▸ **The exercise**:
The entries that follow should be written out exactly.

(Dataset excerpts on object pointing)
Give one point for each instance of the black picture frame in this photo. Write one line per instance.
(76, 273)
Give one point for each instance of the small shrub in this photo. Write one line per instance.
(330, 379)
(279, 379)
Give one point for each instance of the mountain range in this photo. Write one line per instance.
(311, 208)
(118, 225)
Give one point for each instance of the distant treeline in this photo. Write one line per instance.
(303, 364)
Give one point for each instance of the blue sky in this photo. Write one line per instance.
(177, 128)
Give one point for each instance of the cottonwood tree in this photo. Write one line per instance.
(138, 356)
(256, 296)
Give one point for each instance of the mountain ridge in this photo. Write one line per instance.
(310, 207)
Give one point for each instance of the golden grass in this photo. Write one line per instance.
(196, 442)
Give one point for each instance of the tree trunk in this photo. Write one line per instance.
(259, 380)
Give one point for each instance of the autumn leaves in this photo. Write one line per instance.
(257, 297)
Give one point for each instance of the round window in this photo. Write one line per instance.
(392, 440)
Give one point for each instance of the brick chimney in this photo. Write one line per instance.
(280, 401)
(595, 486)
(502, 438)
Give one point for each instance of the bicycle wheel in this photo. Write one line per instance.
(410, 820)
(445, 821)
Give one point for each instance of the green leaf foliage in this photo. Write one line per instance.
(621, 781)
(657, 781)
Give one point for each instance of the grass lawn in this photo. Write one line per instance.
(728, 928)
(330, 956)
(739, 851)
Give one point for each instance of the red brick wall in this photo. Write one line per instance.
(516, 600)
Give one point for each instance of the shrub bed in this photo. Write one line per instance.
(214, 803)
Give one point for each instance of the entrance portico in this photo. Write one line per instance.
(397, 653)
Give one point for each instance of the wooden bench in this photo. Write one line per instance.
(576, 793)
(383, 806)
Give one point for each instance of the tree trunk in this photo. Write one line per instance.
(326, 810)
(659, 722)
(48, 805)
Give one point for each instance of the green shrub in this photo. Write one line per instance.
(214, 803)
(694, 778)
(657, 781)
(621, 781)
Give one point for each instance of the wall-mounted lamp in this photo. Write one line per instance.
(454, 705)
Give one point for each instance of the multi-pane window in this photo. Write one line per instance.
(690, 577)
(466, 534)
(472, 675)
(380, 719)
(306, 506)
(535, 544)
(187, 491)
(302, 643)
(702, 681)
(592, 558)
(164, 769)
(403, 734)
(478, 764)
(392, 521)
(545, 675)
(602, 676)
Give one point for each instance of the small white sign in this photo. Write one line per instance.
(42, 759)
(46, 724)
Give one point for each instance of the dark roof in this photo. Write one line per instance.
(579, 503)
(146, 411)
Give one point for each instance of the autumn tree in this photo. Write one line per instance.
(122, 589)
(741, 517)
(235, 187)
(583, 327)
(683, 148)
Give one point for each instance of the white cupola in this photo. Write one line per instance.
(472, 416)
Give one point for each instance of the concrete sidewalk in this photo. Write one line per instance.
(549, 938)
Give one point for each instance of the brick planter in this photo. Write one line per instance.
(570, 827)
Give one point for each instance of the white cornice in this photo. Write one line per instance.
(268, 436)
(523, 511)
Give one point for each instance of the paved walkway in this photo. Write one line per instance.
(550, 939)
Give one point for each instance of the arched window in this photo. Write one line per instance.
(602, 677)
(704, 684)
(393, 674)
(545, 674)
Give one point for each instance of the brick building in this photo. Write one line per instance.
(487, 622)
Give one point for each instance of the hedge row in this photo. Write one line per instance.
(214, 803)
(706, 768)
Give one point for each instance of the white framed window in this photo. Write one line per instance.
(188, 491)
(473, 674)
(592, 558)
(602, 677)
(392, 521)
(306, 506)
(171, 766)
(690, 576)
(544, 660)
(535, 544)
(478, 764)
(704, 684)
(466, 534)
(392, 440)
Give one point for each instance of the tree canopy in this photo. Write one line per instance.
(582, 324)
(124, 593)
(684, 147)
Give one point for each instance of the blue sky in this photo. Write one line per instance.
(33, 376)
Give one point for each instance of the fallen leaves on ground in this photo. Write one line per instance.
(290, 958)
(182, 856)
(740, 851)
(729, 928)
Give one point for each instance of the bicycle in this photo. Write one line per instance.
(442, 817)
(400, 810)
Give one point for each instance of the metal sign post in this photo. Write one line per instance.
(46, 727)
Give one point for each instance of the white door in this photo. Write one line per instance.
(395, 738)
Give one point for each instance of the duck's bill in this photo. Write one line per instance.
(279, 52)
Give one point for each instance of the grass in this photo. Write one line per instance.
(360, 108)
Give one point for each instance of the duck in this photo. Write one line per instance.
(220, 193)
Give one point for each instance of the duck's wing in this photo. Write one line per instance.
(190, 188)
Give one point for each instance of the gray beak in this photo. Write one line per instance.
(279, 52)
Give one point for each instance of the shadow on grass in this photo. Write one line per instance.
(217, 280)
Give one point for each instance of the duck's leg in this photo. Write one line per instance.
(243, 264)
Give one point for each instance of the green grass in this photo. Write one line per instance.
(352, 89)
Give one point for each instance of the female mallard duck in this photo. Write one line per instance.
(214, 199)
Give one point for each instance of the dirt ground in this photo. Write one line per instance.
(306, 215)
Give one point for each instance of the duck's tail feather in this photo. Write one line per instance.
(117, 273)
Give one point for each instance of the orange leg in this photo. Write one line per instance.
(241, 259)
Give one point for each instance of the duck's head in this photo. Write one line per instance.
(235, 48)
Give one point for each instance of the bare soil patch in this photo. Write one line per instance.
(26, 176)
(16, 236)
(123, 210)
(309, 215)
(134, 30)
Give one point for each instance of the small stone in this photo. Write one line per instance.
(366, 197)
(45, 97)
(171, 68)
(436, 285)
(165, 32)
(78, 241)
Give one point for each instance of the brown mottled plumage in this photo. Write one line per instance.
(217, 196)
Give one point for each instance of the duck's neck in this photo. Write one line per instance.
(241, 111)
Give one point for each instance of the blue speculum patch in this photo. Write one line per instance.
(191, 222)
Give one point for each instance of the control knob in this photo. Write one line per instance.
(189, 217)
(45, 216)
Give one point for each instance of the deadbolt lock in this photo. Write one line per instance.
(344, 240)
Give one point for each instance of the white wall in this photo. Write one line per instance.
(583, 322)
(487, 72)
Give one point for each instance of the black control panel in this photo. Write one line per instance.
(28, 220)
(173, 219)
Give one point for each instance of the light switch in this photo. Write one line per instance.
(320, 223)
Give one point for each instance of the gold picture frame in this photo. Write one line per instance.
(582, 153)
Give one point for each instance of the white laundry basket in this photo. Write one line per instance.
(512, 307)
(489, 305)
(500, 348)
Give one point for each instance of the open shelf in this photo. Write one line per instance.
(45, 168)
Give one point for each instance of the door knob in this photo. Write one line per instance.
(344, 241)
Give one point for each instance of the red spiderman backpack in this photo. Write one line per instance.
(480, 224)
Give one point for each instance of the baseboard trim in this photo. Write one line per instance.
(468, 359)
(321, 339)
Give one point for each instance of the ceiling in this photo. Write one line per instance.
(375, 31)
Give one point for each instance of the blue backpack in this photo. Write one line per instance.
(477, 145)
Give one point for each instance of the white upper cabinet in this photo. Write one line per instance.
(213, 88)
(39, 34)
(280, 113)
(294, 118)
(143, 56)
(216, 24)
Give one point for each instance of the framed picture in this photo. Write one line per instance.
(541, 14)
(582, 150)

▸ **Task output**:
Give one point for each instance of the black picture frame in this photo. Write one line per instance.
(76, 273)
Give one point for each instance of the small shrub in this photo. Write one line per instance.
(330, 379)
(279, 379)
Give one point for each instance of the mountain range in this photo. Write one line per instance.
(311, 208)
(118, 225)
Give one point for each instance of the distant treeline in this photo. Write one line per instance.
(303, 364)
Give one point for each instance of the blue sky in this photo. Write one line per instance.
(177, 128)
Give one point for each instance of the cottonwood tree in this photo. Write one line per instance.
(138, 356)
(256, 296)
Give one point for each instance of the mountain ridge in this photo. Write one line per instance.
(310, 207)
Give one point for each instance of the golden grass in this photo. Write one line per instance.
(196, 442)
Give one point for each instance of the tree trunk in this photo. Write one line per instance.
(259, 380)
Give one point for each instance of the autumn leaves in this photo. Write one line per instance.
(257, 297)
Give one point for each instance of the round window in this photo. Write one line per instance.
(392, 440)
Give one point for each instance of the brick chimney in this photo. Write one line per instance.
(280, 401)
(595, 486)
(502, 438)
Give one point for each instance of the bicycle wheel in this photo. Write one line per instance.
(410, 820)
(445, 821)
Give one point for each instance of the green leaf foliage in this photo. Write one line per instance.
(621, 781)
(657, 781)
Give one point for each instance of the grass lawn in this photo. Write one line per instance.
(728, 928)
(330, 956)
(739, 851)
Give one point for each instance of the red brick wall in this photo. Write one line per instance.
(516, 600)
Give one point for each instance of the shrub bed in this photo. Write one line per instance.
(214, 803)
Give one point for each instance of the entrance portico in this photo. Write one line per instance.
(397, 653)
Give one point for each instance of the wooden bench in this photo. Write one line per instance.
(576, 793)
(383, 806)
Give one point for each instance of the tree trunk in this photo. Write one line per instance.
(326, 810)
(659, 722)
(48, 805)
Give one point for each instance of the green shrub in this photo. Write one line per instance.
(214, 803)
(694, 778)
(657, 781)
(621, 781)
Give one point for each instance of the wall-mounted lamp in this photo. Write one line per instance.
(454, 705)
Give one point for each instance of the multi-pane window in this photo. Write one line per instance.
(690, 577)
(466, 534)
(472, 675)
(380, 719)
(306, 506)
(535, 544)
(187, 491)
(302, 643)
(702, 681)
(592, 558)
(164, 769)
(403, 734)
(478, 764)
(392, 521)
(545, 675)
(602, 676)
Give one point for each instance of the small white sign in this photo. Write one line per instance.
(42, 759)
(46, 724)
Give one point for each instance of the dark roof in this photo. Write one line per instance.
(579, 503)
(146, 411)
Give one point for each instance of the autumn tree in this photo. Write one line per instance.
(122, 589)
(741, 517)
(235, 187)
(583, 327)
(683, 148)
Give one point for each instance of the white cupola in this photo. Write one line per instance.
(472, 416)
Give one point for each instance of the concrete sidewalk in this photo. Write one line per instance.
(549, 938)
Give one point for each instance of the brick planter in this photo. Write one line per instance.
(570, 827)
Give one point for each instance of the white cornice in this photo. Write one line per instance.
(268, 436)
(523, 511)
Give one point for each instance of the paved walkway in this photo. Write one line per instance.
(550, 939)
Give one point for each instance of the arched window in this photo. Write one line per instance.
(602, 677)
(704, 684)
(393, 674)
(545, 674)
Give one point for each instance of the brick building in this photo. Write one line per instance.
(487, 622)
Give one point for each instance of the hedge row in this photo. Write one line per instance.
(214, 803)
(706, 768)
Give one point for each instance of the white framed window in this photo. Write one line per instance.
(188, 491)
(473, 674)
(592, 558)
(602, 677)
(392, 521)
(306, 506)
(171, 766)
(690, 576)
(544, 660)
(535, 544)
(478, 764)
(704, 684)
(466, 534)
(392, 440)
Give one point for each instance of the tree canopy in this photo. Write one line per instance.
(582, 324)
(124, 593)
(684, 147)
Give one point for each instance of the blue sky in this photo. Write one line per instance.
(33, 376)
Give one point for each instance of the fallen leaves on ground in this photo. Write one line per instance.
(290, 958)
(182, 856)
(740, 851)
(729, 928)
Give one point for each instance of the bicycle in this photo. Write one line per instance.
(442, 817)
(400, 810)
Give one point for each instance of the metal sign post in this photo. Write one line per instance.
(46, 727)
Give one point for each instance of the white door in this photo. Write one line per instance.
(395, 738)
Give one point for each instance of the duck's bill in this photo. Write one line per instance.
(279, 52)
Give one point for each instance of the grass in this photo. Write one line per instance.
(360, 108)
Give one point for each instance of the duck in this photo. Write one line per instance.
(220, 193)
Give one point for each instance of the duck's wing in this photo. Write one line per instance.
(190, 188)
Give one point for each instance of the gray beak in this photo. Write one line per instance.
(279, 52)
Give one point for each instance of the shadow on grass in this photo. Write one line per instance.
(217, 280)
Give one point for each instance of the duck's leg in this photo. Write one line per instance.
(243, 264)
Give one point for each instance of the green grass in this photo. Write one line per instance.
(352, 89)
Give one point for each instance of the female mallard duck in this photo. Write one line per instance.
(214, 199)
Give one point for each instance of the dirt ground in this photo. Write one line per instance.
(306, 215)
Give one point for each instance of the duck's tail feather in this photo. Write one line per instance.
(117, 273)
Give one point for each instance of the orange leg in this photo. Write one line per instance.
(241, 259)
Give one point for each instance of the duck's head in this photo. Write one line per instance.
(235, 48)
Give one point for each instance of the bare soil patch in this photo. Write one line per instance.
(26, 176)
(16, 236)
(123, 210)
(309, 215)
(134, 30)
Give one point for each instance of the small stone in this photo. Write one line per instance.
(366, 197)
(45, 97)
(171, 68)
(436, 285)
(165, 32)
(78, 241)
Give one point for each instance of the brown mottled plumage in this photo. Write one line per instance.
(217, 196)
Give one point for each instance of the duck's neck in this photo. Write one line per instance.
(241, 111)
Give one point for each instance of the blue speculum patch in this photo. Write one line per instance.
(191, 222)
Give one point for each instance of the control knob in this photo. Write one line per instance.
(189, 217)
(45, 216)
Give one point for each instance of the deadbolt lock in this photo. Write one line per instance.
(344, 240)
Give one point for each instance of the white wall in this photo. Write one line per instance.
(583, 322)
(487, 72)
Give one point for each instance of the black control panel in this photo. Write one line per instance.
(28, 220)
(173, 219)
Give one point for each instance of the light switch in this photo. Write one line per instance.
(320, 223)
Give one point for each instance of the gold picture frame in this photo. Write one line per instance.
(582, 153)
Give one point for each instance of the white laundry basket in this photo. Write one line per instance.
(512, 307)
(489, 305)
(500, 348)
Give one point for each instance of the open shelf in this photo. Write one line per instance.
(45, 168)
Give one point for each instance of the door knob in this photo. Write one line per instance.
(344, 241)
Give one point for each instance of the red spiderman backpack in this photo. Write one line per instance.
(480, 224)
Give one point for each instance of the baseboard trim in this photo. Write one line per instance.
(468, 359)
(321, 339)
Give one point for each instance of the ceiling in this photo. Write one line per instance.
(375, 31)
Give one point for each instance of the blue backpack in this photo. Write one line per instance.
(477, 145)
Give one point for each instance of the white upper cabinet in this photo. Write one line per instance.
(213, 88)
(39, 34)
(280, 113)
(294, 118)
(143, 56)
(216, 24)
Give one point for each instance of the framed picture in this photo. Write one line per instance.
(541, 14)
(582, 150)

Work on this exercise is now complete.